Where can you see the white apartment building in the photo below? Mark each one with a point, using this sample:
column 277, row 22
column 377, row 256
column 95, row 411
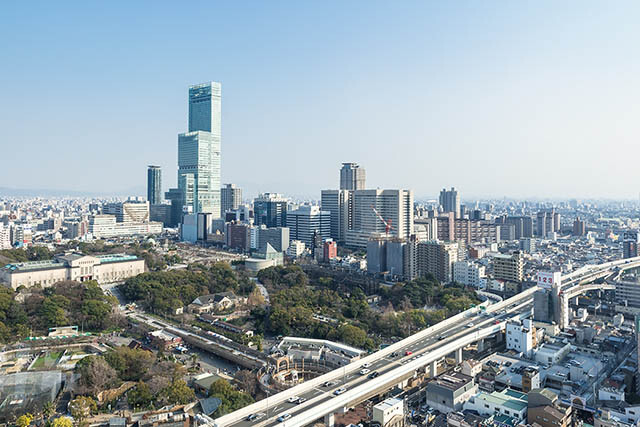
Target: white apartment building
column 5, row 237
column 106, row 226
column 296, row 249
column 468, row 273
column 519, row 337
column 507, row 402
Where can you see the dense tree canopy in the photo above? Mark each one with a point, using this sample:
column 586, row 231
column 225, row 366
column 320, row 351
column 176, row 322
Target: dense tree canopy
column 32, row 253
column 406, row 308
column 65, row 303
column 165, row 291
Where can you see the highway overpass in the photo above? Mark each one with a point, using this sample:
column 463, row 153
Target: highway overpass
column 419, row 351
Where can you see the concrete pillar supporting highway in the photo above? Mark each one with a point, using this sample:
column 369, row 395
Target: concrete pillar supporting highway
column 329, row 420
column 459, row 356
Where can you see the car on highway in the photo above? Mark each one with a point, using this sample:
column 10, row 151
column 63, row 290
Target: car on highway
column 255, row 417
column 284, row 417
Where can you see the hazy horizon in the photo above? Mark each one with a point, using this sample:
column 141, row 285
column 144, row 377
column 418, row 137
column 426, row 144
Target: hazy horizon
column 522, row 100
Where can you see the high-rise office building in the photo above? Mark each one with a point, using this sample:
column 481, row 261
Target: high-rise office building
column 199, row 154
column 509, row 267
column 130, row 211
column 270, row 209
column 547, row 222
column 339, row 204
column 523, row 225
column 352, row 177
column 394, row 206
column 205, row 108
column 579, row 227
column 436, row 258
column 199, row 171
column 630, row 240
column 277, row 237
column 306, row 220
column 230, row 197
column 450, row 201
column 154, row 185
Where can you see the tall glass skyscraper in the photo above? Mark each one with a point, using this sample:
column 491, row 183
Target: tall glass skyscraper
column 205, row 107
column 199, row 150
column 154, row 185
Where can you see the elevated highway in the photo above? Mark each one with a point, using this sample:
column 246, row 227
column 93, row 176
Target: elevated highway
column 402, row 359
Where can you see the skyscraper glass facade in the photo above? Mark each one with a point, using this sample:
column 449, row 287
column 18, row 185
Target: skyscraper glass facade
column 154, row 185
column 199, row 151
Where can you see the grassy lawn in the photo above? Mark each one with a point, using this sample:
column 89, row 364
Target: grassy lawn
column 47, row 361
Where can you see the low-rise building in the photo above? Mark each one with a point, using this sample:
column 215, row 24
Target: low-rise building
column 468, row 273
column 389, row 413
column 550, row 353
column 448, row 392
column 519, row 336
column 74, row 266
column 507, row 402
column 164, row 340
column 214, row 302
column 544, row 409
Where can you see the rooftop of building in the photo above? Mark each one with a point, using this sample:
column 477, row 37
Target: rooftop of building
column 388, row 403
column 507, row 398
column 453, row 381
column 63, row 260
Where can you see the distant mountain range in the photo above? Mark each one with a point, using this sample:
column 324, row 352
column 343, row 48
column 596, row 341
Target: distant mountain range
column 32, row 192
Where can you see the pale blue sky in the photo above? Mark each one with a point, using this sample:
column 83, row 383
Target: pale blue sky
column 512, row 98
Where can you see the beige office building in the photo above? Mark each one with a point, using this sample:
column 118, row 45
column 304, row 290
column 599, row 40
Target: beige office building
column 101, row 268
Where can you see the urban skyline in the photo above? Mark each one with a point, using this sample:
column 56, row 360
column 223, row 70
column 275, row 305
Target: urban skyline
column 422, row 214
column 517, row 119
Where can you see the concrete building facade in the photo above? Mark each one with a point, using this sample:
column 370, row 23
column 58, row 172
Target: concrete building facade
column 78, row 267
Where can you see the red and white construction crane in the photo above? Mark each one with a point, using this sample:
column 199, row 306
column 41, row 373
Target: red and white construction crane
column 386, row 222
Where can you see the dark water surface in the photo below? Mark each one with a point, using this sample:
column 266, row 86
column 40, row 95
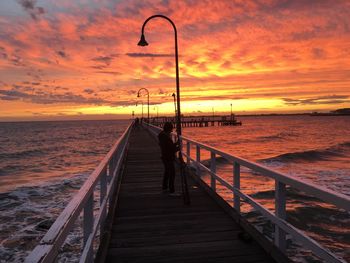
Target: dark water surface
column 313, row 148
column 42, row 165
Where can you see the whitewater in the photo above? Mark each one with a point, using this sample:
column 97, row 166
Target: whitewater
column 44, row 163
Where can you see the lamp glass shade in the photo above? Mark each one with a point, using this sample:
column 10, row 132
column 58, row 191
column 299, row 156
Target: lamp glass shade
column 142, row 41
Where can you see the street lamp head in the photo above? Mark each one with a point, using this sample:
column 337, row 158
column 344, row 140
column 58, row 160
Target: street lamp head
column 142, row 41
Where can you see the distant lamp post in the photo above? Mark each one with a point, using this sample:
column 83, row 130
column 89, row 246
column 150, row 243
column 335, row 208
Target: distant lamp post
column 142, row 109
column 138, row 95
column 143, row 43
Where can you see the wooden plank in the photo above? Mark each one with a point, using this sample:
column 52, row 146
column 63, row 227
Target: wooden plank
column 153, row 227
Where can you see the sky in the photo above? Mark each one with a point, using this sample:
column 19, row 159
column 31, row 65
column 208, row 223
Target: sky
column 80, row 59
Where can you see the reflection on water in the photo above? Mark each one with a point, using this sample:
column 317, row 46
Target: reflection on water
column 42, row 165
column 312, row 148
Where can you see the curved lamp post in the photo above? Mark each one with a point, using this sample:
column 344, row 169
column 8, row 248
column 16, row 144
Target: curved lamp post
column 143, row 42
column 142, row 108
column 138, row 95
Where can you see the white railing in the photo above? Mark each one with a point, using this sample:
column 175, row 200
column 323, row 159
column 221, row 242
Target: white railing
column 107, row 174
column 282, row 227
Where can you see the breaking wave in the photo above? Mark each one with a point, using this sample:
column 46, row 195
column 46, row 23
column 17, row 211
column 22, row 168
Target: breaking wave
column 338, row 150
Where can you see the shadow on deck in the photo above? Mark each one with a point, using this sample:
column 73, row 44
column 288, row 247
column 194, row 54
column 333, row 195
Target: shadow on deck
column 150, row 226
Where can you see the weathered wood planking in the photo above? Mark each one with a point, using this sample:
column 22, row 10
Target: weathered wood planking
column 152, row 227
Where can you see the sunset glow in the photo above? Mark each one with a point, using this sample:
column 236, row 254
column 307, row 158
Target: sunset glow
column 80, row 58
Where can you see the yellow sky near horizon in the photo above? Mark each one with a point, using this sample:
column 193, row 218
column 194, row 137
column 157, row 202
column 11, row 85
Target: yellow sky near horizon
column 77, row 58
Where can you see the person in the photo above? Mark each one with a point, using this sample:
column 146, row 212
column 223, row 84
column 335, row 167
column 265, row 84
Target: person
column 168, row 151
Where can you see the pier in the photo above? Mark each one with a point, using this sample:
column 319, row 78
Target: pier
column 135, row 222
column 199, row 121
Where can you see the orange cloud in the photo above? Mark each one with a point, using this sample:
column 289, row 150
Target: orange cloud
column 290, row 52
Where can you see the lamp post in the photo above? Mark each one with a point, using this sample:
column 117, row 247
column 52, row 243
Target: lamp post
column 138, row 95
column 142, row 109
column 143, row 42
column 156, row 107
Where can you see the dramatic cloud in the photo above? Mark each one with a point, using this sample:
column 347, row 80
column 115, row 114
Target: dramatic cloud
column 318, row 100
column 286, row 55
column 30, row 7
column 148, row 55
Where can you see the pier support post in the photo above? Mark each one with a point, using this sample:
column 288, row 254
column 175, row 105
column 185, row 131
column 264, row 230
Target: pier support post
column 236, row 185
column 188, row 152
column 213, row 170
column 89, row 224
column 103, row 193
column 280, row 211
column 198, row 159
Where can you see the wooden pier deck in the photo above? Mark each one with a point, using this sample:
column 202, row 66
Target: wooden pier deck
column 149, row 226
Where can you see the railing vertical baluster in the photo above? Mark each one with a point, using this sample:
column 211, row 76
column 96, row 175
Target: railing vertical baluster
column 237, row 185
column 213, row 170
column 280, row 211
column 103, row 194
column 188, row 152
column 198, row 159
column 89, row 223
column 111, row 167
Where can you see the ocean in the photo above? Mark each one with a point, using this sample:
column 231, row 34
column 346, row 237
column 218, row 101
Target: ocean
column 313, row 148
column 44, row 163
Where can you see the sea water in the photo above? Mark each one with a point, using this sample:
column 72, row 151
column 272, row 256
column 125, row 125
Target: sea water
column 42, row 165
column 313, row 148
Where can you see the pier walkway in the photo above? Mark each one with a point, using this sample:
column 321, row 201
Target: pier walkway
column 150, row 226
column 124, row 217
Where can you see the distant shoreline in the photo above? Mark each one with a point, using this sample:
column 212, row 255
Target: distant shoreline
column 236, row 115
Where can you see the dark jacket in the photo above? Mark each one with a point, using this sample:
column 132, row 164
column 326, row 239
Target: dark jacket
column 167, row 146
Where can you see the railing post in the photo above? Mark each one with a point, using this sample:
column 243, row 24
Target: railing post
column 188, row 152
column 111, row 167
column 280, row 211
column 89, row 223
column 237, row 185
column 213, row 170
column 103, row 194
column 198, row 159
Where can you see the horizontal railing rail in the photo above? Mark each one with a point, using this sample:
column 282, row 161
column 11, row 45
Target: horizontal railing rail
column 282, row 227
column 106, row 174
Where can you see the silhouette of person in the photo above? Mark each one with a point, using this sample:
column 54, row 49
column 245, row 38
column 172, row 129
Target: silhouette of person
* * *
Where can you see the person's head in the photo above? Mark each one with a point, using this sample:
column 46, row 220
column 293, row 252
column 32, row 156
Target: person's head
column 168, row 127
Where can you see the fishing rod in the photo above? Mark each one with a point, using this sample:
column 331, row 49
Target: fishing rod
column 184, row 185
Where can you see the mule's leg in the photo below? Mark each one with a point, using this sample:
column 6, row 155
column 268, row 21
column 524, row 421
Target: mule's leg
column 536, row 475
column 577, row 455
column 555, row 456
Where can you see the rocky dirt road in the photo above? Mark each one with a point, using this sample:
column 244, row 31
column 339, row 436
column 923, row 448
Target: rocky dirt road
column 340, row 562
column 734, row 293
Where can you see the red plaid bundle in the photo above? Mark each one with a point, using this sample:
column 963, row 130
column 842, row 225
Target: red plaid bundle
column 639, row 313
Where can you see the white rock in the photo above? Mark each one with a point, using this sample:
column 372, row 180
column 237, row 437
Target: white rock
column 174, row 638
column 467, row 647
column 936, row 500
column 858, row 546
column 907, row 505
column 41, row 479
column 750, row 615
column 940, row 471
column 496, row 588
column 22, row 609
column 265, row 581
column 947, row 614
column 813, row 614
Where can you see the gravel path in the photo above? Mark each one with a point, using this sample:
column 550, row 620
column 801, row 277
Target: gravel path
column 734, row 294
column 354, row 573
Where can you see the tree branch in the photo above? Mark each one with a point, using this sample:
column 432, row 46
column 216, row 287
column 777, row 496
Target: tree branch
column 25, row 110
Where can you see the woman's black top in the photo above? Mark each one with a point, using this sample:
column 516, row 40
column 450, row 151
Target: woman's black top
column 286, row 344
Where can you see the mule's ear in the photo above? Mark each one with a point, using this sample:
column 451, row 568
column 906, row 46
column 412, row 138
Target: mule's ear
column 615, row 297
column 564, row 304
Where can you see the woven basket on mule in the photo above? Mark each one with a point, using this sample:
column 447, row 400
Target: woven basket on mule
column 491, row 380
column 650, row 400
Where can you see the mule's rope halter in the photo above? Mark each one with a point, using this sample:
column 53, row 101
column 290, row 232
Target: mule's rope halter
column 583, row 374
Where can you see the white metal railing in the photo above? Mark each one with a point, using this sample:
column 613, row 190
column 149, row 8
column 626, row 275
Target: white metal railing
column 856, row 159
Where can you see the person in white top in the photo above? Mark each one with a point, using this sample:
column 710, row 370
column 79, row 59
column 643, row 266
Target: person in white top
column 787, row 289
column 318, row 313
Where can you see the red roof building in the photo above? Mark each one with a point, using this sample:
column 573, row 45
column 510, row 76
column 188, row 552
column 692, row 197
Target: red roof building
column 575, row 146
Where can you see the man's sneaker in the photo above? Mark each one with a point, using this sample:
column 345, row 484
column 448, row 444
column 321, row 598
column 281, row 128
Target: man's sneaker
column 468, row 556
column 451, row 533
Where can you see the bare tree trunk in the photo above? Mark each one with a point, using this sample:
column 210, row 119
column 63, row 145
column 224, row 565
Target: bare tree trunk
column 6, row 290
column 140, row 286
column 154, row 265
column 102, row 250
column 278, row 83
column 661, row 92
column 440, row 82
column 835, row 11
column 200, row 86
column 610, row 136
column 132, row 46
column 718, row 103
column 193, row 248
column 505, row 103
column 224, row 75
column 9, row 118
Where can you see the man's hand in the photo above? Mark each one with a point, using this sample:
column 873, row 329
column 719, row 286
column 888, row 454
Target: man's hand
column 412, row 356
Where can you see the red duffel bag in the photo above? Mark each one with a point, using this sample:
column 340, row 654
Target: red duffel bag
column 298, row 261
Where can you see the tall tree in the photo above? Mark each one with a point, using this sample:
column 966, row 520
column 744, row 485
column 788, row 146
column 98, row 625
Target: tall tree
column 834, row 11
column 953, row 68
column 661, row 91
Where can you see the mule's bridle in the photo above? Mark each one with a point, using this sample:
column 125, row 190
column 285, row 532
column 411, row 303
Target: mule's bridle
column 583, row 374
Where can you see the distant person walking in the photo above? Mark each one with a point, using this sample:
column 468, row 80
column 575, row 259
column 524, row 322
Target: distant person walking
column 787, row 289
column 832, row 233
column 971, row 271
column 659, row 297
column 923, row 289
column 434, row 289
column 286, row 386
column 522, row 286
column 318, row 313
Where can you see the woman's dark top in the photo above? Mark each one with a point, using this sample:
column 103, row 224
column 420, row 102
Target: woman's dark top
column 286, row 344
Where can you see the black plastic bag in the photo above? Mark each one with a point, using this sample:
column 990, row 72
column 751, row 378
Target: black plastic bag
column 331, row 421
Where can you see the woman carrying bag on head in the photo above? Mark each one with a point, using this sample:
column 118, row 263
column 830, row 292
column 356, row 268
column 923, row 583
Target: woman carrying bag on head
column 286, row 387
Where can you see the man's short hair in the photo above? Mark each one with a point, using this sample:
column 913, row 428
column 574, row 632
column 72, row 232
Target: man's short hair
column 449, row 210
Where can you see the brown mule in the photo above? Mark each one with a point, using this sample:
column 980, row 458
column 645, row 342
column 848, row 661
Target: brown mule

### INSTRUCTION
Retype the part of the listing that opens with the line containing "Where can you see the concrete pillar" and closes with the line containing "column 47, row 361", keeping every character the same.

### THE RESULT
Where can you see the concrete pillar supporting highway in the photo above? Mark each one with a point, using this sample:
column 369, row 395
Target: concrete pillar supporting highway
column 329, row 420
column 459, row 356
Where can you see the car on highway in the photo above? Mark each one with a point, using this sample:
column 10, row 151
column 63, row 290
Target: car on highway
column 255, row 417
column 284, row 417
Where can you see the hazy horizon in the photo above? Mark each one with a point, using this sample:
column 141, row 285
column 144, row 377
column 418, row 137
column 426, row 144
Target: hazy horizon
column 522, row 100
Where can you see the high-rise office building in the photo above? Mark each one with a point, using this sample:
column 481, row 261
Target: high-rise office building
column 199, row 154
column 509, row 267
column 130, row 211
column 270, row 209
column 547, row 222
column 339, row 204
column 523, row 225
column 352, row 177
column 394, row 206
column 205, row 108
column 579, row 227
column 436, row 258
column 199, row 171
column 630, row 240
column 277, row 237
column 306, row 220
column 230, row 197
column 450, row 201
column 154, row 185
Where can you see the tall glass skyscraper in the photo above? Mark each one with a point, using this sample:
column 491, row 183
Target: tall glass skyscraper
column 205, row 107
column 199, row 150
column 154, row 185
Where can you see the elevated highway in the photo above? Mark each one with a point, using this sample:
column 246, row 227
column 93, row 176
Target: elevated highway
column 402, row 359
Where can you see the skyscraper glass facade in the photo above? Mark each one with a point, using this sample:
column 449, row 287
column 18, row 185
Target: skyscraper glass facade
column 154, row 185
column 199, row 151
Where can you see the grassy lawn in the photo above? Mark each one with a point, using this sample:
column 89, row 364
Target: grassy lawn
column 47, row 361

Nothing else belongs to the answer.